--- START OF Input for this task ---

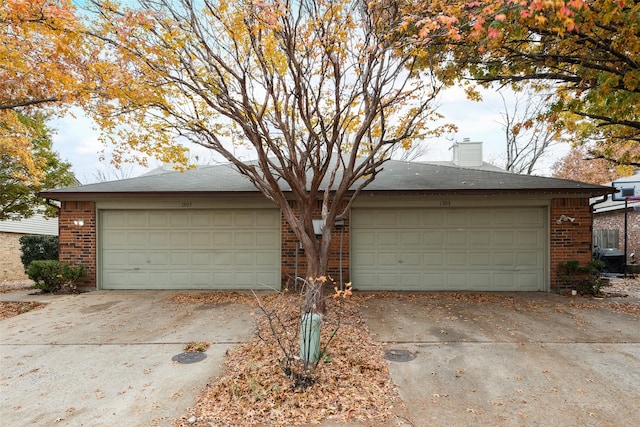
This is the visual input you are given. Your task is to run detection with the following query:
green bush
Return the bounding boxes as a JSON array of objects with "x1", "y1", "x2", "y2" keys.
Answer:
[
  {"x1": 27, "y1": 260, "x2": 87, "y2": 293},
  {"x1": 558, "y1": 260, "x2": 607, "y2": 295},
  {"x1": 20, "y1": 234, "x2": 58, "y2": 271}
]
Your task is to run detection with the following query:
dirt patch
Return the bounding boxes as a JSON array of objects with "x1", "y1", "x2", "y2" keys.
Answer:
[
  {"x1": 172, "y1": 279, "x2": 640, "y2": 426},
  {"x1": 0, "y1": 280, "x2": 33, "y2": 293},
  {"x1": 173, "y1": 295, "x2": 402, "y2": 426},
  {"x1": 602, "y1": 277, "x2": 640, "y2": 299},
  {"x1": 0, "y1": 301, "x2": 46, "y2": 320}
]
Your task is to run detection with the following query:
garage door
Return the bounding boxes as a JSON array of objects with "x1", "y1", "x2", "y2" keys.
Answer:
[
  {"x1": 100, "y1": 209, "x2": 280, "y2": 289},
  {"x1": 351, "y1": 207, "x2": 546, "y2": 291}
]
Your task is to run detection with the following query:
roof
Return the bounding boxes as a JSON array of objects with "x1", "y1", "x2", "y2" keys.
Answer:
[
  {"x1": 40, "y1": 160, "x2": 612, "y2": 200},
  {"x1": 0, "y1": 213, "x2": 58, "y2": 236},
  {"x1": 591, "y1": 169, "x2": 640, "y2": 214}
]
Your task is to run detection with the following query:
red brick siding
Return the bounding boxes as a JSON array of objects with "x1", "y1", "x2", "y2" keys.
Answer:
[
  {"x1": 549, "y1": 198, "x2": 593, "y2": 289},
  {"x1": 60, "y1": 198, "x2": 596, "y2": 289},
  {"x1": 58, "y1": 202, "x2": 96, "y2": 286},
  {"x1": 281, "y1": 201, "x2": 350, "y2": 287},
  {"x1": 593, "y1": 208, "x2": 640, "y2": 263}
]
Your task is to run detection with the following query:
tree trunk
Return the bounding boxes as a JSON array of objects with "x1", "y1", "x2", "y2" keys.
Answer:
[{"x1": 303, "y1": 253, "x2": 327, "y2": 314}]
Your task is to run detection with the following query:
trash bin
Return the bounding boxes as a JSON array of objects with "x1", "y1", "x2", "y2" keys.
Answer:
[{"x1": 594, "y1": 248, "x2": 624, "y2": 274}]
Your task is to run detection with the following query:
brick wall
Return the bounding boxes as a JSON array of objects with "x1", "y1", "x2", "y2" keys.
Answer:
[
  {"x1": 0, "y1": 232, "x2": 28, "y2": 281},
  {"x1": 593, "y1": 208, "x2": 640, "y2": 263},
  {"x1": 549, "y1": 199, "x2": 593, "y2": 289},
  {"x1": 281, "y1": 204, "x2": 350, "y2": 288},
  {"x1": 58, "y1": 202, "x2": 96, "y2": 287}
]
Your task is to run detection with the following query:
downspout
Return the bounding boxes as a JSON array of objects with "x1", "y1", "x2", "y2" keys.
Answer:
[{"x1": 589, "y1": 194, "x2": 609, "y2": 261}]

--- END OF Input for this task ---
--- START OF Input for this task ---

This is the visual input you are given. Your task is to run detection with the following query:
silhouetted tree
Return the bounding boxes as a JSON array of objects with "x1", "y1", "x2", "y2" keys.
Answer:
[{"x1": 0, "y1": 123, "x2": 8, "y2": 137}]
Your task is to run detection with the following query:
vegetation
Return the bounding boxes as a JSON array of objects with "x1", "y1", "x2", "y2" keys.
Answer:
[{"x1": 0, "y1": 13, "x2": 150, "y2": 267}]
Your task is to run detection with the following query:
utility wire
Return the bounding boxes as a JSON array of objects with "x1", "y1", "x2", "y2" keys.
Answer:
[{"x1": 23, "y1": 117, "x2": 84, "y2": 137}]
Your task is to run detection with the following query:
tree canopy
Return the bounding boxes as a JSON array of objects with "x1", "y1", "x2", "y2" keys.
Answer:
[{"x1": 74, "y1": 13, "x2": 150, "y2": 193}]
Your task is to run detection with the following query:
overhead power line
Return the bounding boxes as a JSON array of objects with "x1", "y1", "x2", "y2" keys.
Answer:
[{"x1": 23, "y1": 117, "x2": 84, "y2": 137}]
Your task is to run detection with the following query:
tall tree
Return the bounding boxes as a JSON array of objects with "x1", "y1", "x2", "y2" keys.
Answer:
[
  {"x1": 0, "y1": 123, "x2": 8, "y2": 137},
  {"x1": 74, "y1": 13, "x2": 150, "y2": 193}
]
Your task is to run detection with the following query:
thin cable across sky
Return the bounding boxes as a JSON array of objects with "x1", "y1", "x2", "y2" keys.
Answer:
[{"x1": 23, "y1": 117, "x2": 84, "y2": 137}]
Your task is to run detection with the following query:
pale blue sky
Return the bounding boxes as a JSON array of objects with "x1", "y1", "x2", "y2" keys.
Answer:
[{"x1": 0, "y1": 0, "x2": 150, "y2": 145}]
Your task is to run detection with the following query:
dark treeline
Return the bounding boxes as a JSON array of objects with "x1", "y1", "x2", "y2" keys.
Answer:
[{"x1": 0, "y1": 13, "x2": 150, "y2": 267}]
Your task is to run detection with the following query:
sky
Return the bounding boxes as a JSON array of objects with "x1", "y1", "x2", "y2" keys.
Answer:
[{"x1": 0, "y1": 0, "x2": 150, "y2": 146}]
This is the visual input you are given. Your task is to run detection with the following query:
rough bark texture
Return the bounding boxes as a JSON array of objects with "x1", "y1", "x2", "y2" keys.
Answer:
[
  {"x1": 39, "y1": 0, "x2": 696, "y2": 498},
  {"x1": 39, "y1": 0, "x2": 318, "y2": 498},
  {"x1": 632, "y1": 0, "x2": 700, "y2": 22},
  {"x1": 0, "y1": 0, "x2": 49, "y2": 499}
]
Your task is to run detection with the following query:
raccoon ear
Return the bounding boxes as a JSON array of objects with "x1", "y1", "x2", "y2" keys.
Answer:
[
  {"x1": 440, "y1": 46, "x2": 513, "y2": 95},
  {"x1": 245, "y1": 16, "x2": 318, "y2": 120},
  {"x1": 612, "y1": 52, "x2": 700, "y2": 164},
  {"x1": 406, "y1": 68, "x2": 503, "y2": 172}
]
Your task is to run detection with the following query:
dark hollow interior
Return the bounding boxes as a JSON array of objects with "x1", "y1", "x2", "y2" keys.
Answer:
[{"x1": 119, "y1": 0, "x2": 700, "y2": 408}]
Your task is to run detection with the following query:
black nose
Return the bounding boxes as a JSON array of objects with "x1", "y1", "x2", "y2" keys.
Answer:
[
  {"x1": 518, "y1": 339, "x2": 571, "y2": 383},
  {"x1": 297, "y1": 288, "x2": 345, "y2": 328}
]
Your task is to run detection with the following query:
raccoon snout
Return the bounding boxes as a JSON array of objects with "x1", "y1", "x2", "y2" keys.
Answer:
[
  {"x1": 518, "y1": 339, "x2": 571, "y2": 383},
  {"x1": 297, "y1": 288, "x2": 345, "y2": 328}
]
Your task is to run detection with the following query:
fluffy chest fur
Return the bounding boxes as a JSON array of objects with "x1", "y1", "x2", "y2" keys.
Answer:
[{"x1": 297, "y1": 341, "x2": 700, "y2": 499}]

--- END OF Input for this task ---

Set task >> Select every line of the records above that contains the string "dark", and copy each one. Case counts.

Full solution >>
dark treeline
dark hollow interior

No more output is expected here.